And then the Ohana Festival was so special because it was just a big, huge, outdoor festival, which we hadn't really done out with this band. I didn't know how it would go over, but it was awesome. We actually did the song "It Was You," which is from an EP I put out a couple of years ago [2019's Begin Again], and I don't even think it had come out yet. Even if it had, it wasn't something a lot of people had. I don't think it was a hit! [laughs].
So, we played this song from it and the audience didn't know it at all, but the reaction was everything I've ever wanted for that song. It was so great. I'm just so glad we captured that too, you know?
It's the energy feedback! That's what we're missing when we're singing for each other through tinny phone speakers.
Yeah, exactly. During this pandemic, I've made playlists to just feel good, and one of them had a Bob Marley Live track on it. Every time the song comes on and I feel the energy of that, it just makes me kind of electric, you know? It makes me so happy. That's what I was trying to capture. That's what the Rio show had, 100%.

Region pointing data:
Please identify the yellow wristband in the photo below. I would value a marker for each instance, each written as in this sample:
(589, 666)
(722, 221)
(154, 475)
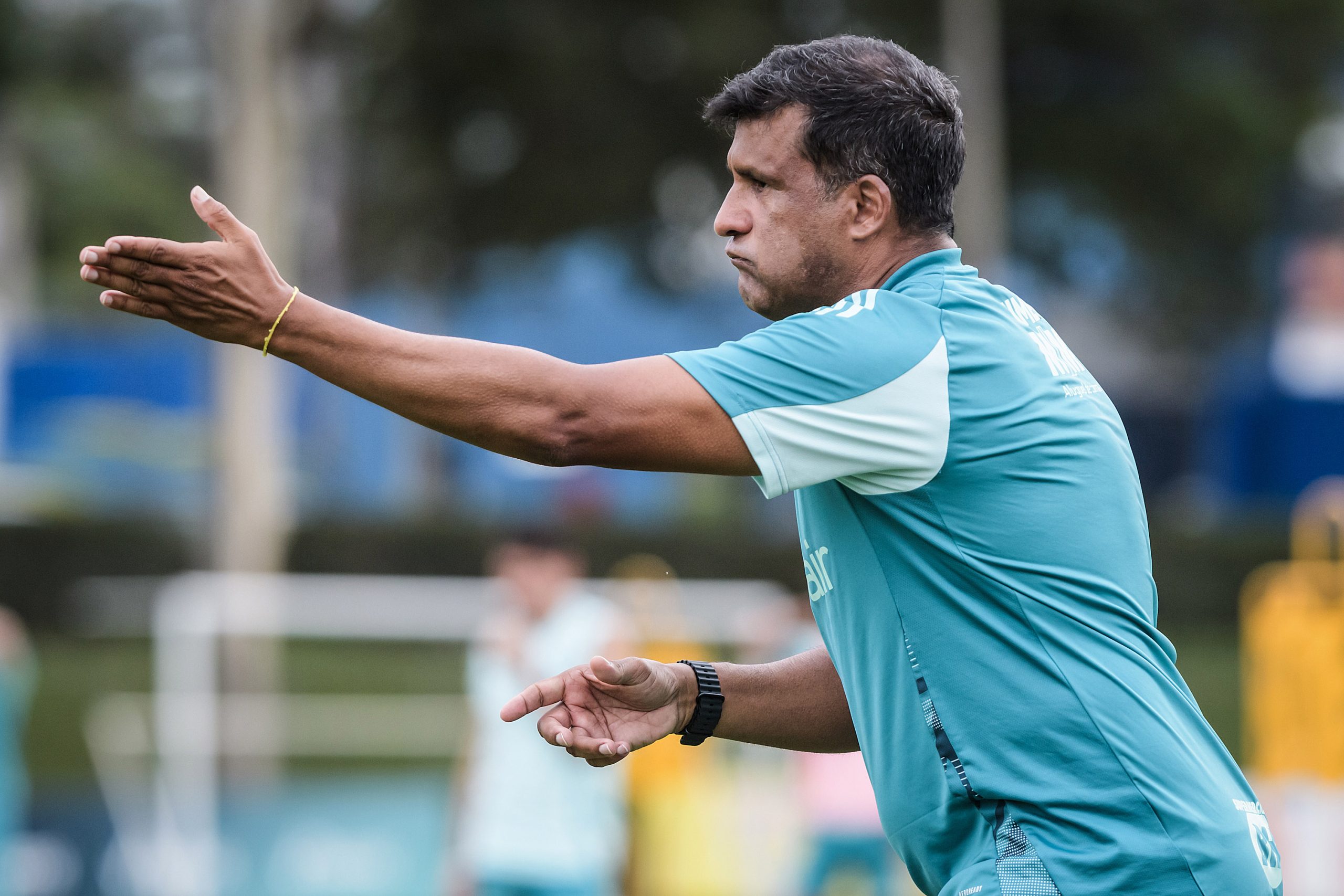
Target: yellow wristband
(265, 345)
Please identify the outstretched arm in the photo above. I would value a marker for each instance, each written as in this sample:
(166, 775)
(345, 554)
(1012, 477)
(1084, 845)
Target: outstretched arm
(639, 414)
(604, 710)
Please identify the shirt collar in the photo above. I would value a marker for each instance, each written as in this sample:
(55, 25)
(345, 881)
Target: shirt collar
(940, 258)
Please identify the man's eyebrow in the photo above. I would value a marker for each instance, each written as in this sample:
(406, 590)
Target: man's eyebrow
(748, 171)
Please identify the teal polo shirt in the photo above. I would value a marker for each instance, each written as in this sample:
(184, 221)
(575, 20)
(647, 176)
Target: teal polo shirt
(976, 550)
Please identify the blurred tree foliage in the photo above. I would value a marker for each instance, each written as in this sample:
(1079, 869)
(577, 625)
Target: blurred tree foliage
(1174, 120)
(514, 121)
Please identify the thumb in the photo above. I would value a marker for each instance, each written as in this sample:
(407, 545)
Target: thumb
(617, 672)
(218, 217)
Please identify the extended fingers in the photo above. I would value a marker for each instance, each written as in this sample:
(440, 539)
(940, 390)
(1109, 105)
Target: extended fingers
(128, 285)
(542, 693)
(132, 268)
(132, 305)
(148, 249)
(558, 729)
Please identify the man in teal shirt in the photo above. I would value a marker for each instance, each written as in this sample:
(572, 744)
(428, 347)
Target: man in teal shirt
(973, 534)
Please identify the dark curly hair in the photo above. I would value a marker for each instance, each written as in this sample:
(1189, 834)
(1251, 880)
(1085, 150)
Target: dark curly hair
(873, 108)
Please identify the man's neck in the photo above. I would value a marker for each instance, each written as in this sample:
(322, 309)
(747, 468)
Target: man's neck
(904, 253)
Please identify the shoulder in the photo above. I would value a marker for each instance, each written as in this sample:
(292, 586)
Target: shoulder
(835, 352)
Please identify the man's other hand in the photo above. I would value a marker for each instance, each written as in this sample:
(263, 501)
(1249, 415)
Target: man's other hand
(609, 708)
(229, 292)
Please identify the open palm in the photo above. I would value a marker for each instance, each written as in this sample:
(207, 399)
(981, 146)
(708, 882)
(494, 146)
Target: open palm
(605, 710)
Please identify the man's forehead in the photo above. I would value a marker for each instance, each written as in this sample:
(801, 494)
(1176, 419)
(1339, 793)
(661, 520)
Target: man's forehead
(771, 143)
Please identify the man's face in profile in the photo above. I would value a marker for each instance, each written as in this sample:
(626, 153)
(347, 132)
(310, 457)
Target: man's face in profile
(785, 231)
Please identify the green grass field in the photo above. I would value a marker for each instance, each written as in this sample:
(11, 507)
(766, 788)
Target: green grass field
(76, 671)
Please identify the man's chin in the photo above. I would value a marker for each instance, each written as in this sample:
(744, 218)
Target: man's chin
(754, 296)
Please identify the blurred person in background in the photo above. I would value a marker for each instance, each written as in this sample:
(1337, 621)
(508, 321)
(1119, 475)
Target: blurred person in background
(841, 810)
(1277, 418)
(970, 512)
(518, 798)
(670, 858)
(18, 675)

- [Exercise requirements] Please sum up the Ohana Festival interview excerpt in two sentences.

- [Your response] The speaker calls the Ohana Festival special: it was a huge outdoor festival of a kind the band hadn't really played, and the audience didn't know the song "It Was You" yet gave it the reaction the speaker had always wanted for it. The conversation then turns to the energy feedback that is missing when singing through tinny phone speakers, which the speaker compares to the electric feeling of a Bob Marley Live track on a pandemic playlist and says the Rio show had completely.